Copy out the records below word for word, leaving out the pictures.

── ENTRIES ──

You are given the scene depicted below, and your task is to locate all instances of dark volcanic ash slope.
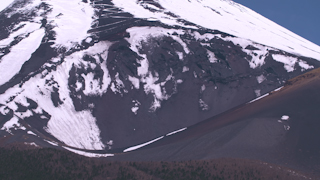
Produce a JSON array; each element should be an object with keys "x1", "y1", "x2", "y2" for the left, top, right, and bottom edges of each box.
[
  {"x1": 0, "y1": 0, "x2": 320, "y2": 150},
  {"x1": 110, "y1": 68, "x2": 320, "y2": 175}
]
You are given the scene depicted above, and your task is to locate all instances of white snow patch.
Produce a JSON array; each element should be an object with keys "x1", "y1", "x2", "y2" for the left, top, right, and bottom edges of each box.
[
  {"x1": 182, "y1": 66, "x2": 189, "y2": 72},
  {"x1": 299, "y1": 60, "x2": 314, "y2": 72},
  {"x1": 0, "y1": 0, "x2": 14, "y2": 12},
  {"x1": 177, "y1": 79, "x2": 183, "y2": 84},
  {"x1": 201, "y1": 84, "x2": 206, "y2": 92},
  {"x1": 283, "y1": 125, "x2": 290, "y2": 131},
  {"x1": 44, "y1": 139, "x2": 58, "y2": 146},
  {"x1": 254, "y1": 89, "x2": 261, "y2": 97},
  {"x1": 123, "y1": 136, "x2": 164, "y2": 152},
  {"x1": 46, "y1": 0, "x2": 95, "y2": 49},
  {"x1": 128, "y1": 76, "x2": 140, "y2": 89},
  {"x1": 62, "y1": 146, "x2": 114, "y2": 158},
  {"x1": 24, "y1": 142, "x2": 39, "y2": 147},
  {"x1": 166, "y1": 128, "x2": 187, "y2": 136},
  {"x1": 176, "y1": 51, "x2": 183, "y2": 60},
  {"x1": 0, "y1": 106, "x2": 10, "y2": 115},
  {"x1": 131, "y1": 100, "x2": 141, "y2": 115},
  {"x1": 0, "y1": 29, "x2": 45, "y2": 85},
  {"x1": 113, "y1": 0, "x2": 320, "y2": 62},
  {"x1": 272, "y1": 54, "x2": 298, "y2": 72},
  {"x1": 249, "y1": 93, "x2": 269, "y2": 103},
  {"x1": 82, "y1": 72, "x2": 101, "y2": 96},
  {"x1": 273, "y1": 86, "x2": 283, "y2": 92},
  {"x1": 256, "y1": 75, "x2": 267, "y2": 84},
  {"x1": 1, "y1": 116, "x2": 21, "y2": 133},
  {"x1": 131, "y1": 107, "x2": 139, "y2": 114},
  {"x1": 27, "y1": 131, "x2": 38, "y2": 136},
  {"x1": 199, "y1": 99, "x2": 209, "y2": 111},
  {"x1": 0, "y1": 46, "x2": 111, "y2": 150},
  {"x1": 207, "y1": 50, "x2": 218, "y2": 63},
  {"x1": 281, "y1": 115, "x2": 290, "y2": 121},
  {"x1": 0, "y1": 22, "x2": 40, "y2": 47}
]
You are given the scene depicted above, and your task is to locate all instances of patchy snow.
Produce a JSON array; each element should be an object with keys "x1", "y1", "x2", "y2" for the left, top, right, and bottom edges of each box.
[
  {"x1": 0, "y1": 0, "x2": 14, "y2": 12},
  {"x1": 27, "y1": 131, "x2": 38, "y2": 136},
  {"x1": 207, "y1": 50, "x2": 218, "y2": 63},
  {"x1": 0, "y1": 22, "x2": 40, "y2": 47},
  {"x1": 46, "y1": 0, "x2": 95, "y2": 49},
  {"x1": 0, "y1": 29, "x2": 45, "y2": 85},
  {"x1": 273, "y1": 86, "x2": 283, "y2": 92},
  {"x1": 256, "y1": 75, "x2": 267, "y2": 84},
  {"x1": 24, "y1": 142, "x2": 39, "y2": 147},
  {"x1": 166, "y1": 128, "x2": 187, "y2": 136},
  {"x1": 1, "y1": 116, "x2": 21, "y2": 133},
  {"x1": 123, "y1": 136, "x2": 164, "y2": 152},
  {"x1": 62, "y1": 146, "x2": 114, "y2": 158},
  {"x1": 128, "y1": 76, "x2": 140, "y2": 89},
  {"x1": 0, "y1": 106, "x2": 10, "y2": 115},
  {"x1": 272, "y1": 54, "x2": 298, "y2": 72},
  {"x1": 283, "y1": 125, "x2": 290, "y2": 131},
  {"x1": 200, "y1": 84, "x2": 206, "y2": 92},
  {"x1": 299, "y1": 60, "x2": 314, "y2": 72},
  {"x1": 249, "y1": 93, "x2": 269, "y2": 103},
  {"x1": 0, "y1": 43, "x2": 111, "y2": 150},
  {"x1": 131, "y1": 107, "x2": 139, "y2": 115},
  {"x1": 199, "y1": 99, "x2": 209, "y2": 111},
  {"x1": 113, "y1": 0, "x2": 320, "y2": 60},
  {"x1": 131, "y1": 100, "x2": 141, "y2": 115},
  {"x1": 182, "y1": 66, "x2": 189, "y2": 72},
  {"x1": 281, "y1": 115, "x2": 290, "y2": 121},
  {"x1": 254, "y1": 89, "x2": 261, "y2": 97},
  {"x1": 177, "y1": 79, "x2": 183, "y2": 84},
  {"x1": 44, "y1": 139, "x2": 58, "y2": 146}
]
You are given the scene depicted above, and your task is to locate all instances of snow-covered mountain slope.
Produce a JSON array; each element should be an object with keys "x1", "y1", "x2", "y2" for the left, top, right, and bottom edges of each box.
[
  {"x1": 113, "y1": 0, "x2": 320, "y2": 59},
  {"x1": 0, "y1": 0, "x2": 320, "y2": 150}
]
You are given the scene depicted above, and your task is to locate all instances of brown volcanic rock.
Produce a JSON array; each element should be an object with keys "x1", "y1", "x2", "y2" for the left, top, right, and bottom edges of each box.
[{"x1": 114, "y1": 69, "x2": 320, "y2": 175}]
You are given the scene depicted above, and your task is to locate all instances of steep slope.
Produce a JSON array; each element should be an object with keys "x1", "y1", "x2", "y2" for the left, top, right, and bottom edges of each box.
[
  {"x1": 0, "y1": 0, "x2": 320, "y2": 150},
  {"x1": 110, "y1": 69, "x2": 320, "y2": 173}
]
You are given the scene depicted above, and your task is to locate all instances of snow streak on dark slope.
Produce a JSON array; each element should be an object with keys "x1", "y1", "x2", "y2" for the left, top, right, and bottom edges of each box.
[{"x1": 0, "y1": 0, "x2": 320, "y2": 155}]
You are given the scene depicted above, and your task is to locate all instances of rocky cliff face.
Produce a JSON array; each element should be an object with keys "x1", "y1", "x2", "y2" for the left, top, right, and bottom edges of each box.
[{"x1": 0, "y1": 0, "x2": 320, "y2": 150}]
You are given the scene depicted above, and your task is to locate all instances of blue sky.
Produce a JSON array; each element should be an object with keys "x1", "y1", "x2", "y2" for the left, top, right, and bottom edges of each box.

───

| OUTPUT OF THE TASK |
You are given the scene depicted below, and your task is to locate all instances of dark volcanic ash slope.
Produce a JSON array; each element should be an object with keys "x1", "y1", "x2", "y2" for the left, top, right, and bottom edges of each box.
[
  {"x1": 0, "y1": 0, "x2": 320, "y2": 150},
  {"x1": 110, "y1": 68, "x2": 320, "y2": 175}
]
You are given the scene depicted above, and your task is to locate all instances of white snow patch.
Produce a JSON array; each element should be an object with keys "x1", "y1", "x2", "y2" for the left, top, right, and bottom edges of each box.
[
  {"x1": 182, "y1": 66, "x2": 189, "y2": 72},
  {"x1": 299, "y1": 60, "x2": 314, "y2": 72},
  {"x1": 0, "y1": 0, "x2": 14, "y2": 12},
  {"x1": 177, "y1": 79, "x2": 183, "y2": 84},
  {"x1": 201, "y1": 84, "x2": 206, "y2": 92},
  {"x1": 283, "y1": 125, "x2": 290, "y2": 131},
  {"x1": 44, "y1": 139, "x2": 58, "y2": 146},
  {"x1": 254, "y1": 89, "x2": 261, "y2": 97},
  {"x1": 123, "y1": 136, "x2": 164, "y2": 152},
  {"x1": 46, "y1": 0, "x2": 95, "y2": 49},
  {"x1": 128, "y1": 76, "x2": 140, "y2": 89},
  {"x1": 62, "y1": 146, "x2": 114, "y2": 158},
  {"x1": 24, "y1": 142, "x2": 39, "y2": 147},
  {"x1": 166, "y1": 128, "x2": 187, "y2": 136},
  {"x1": 176, "y1": 51, "x2": 183, "y2": 60},
  {"x1": 0, "y1": 106, "x2": 10, "y2": 115},
  {"x1": 131, "y1": 100, "x2": 141, "y2": 115},
  {"x1": 0, "y1": 29, "x2": 45, "y2": 85},
  {"x1": 113, "y1": 0, "x2": 320, "y2": 62},
  {"x1": 272, "y1": 54, "x2": 298, "y2": 72},
  {"x1": 249, "y1": 93, "x2": 269, "y2": 103},
  {"x1": 82, "y1": 72, "x2": 101, "y2": 96},
  {"x1": 273, "y1": 86, "x2": 283, "y2": 92},
  {"x1": 256, "y1": 75, "x2": 267, "y2": 84},
  {"x1": 1, "y1": 116, "x2": 21, "y2": 133},
  {"x1": 131, "y1": 107, "x2": 139, "y2": 114},
  {"x1": 27, "y1": 131, "x2": 38, "y2": 136},
  {"x1": 199, "y1": 99, "x2": 209, "y2": 111},
  {"x1": 0, "y1": 46, "x2": 111, "y2": 150},
  {"x1": 207, "y1": 50, "x2": 218, "y2": 63},
  {"x1": 281, "y1": 115, "x2": 290, "y2": 121},
  {"x1": 0, "y1": 22, "x2": 40, "y2": 47}
]
You are given the scene depicted above, and your task is to locate all instances of patchy snow.
Produce a JSON array; each element should be an object with keys "x1", "y1", "x2", "y2" for the left, top, right, and bottom edges of each box.
[
  {"x1": 0, "y1": 0, "x2": 14, "y2": 12},
  {"x1": 27, "y1": 131, "x2": 38, "y2": 136},
  {"x1": 207, "y1": 50, "x2": 218, "y2": 63},
  {"x1": 0, "y1": 22, "x2": 40, "y2": 47},
  {"x1": 46, "y1": 0, "x2": 95, "y2": 49},
  {"x1": 0, "y1": 29, "x2": 45, "y2": 85},
  {"x1": 273, "y1": 86, "x2": 283, "y2": 92},
  {"x1": 256, "y1": 75, "x2": 267, "y2": 84},
  {"x1": 24, "y1": 142, "x2": 39, "y2": 147},
  {"x1": 166, "y1": 128, "x2": 187, "y2": 136},
  {"x1": 1, "y1": 116, "x2": 21, "y2": 133},
  {"x1": 123, "y1": 136, "x2": 164, "y2": 152},
  {"x1": 62, "y1": 146, "x2": 114, "y2": 158},
  {"x1": 128, "y1": 76, "x2": 140, "y2": 89},
  {"x1": 0, "y1": 106, "x2": 10, "y2": 115},
  {"x1": 272, "y1": 54, "x2": 298, "y2": 72},
  {"x1": 283, "y1": 125, "x2": 290, "y2": 131},
  {"x1": 200, "y1": 84, "x2": 206, "y2": 92},
  {"x1": 299, "y1": 60, "x2": 314, "y2": 72},
  {"x1": 249, "y1": 93, "x2": 269, "y2": 103},
  {"x1": 0, "y1": 43, "x2": 111, "y2": 150},
  {"x1": 131, "y1": 107, "x2": 139, "y2": 115},
  {"x1": 199, "y1": 99, "x2": 209, "y2": 111},
  {"x1": 113, "y1": 0, "x2": 320, "y2": 60},
  {"x1": 131, "y1": 100, "x2": 141, "y2": 115},
  {"x1": 182, "y1": 66, "x2": 189, "y2": 72},
  {"x1": 281, "y1": 115, "x2": 290, "y2": 121},
  {"x1": 254, "y1": 89, "x2": 261, "y2": 97},
  {"x1": 177, "y1": 79, "x2": 183, "y2": 84},
  {"x1": 44, "y1": 139, "x2": 58, "y2": 146}
]
You are given the scene depicted above, and your task is to locate all instances of snow-covered mountain slope.
Produce a JSON array; each element should be an object with keys "x1", "y1", "x2", "y2" for the left, top, right, and bottom edges of each box.
[
  {"x1": 113, "y1": 0, "x2": 320, "y2": 59},
  {"x1": 0, "y1": 0, "x2": 320, "y2": 150}
]
You are given the scene depicted above, and your task is to locate all instances of brown volcanic rock.
Produce a JSON array; each element should be an object with keys "x1", "y1", "x2", "y2" for the left, top, right, and bottom edges of each box.
[{"x1": 114, "y1": 69, "x2": 320, "y2": 175}]
You are given the scene depicted above, and your task is to locate all instances of steep slope.
Produce a JSON array; each element should be an object with keys "x1", "y1", "x2", "y2" for the left, top, right, and bottom edges of each box.
[
  {"x1": 0, "y1": 0, "x2": 320, "y2": 150},
  {"x1": 110, "y1": 69, "x2": 320, "y2": 173}
]
You are given the scene depicted above, and your task is to locate all instances of snow streak on dark slope.
Produce a JSON array; each element should be an object with keys "x1", "y1", "x2", "y2" for the left, top, right, and bottom edges of each box.
[{"x1": 0, "y1": 0, "x2": 320, "y2": 155}]
You are given the scene depicted above, and your task is to locate all instances of rocky cliff face.
Produce a JSON array; each element should be an object with keys "x1", "y1", "x2", "y2" for the left, top, right, and bottom edges of each box.
[{"x1": 0, "y1": 0, "x2": 320, "y2": 150}]
You are given the scene depicted above, and your task is to locate all instances of blue sky.
Produce a JSON array; each element should be an object with keys "x1", "y1", "x2", "y2" for the left, top, right, and bottom edges of each box.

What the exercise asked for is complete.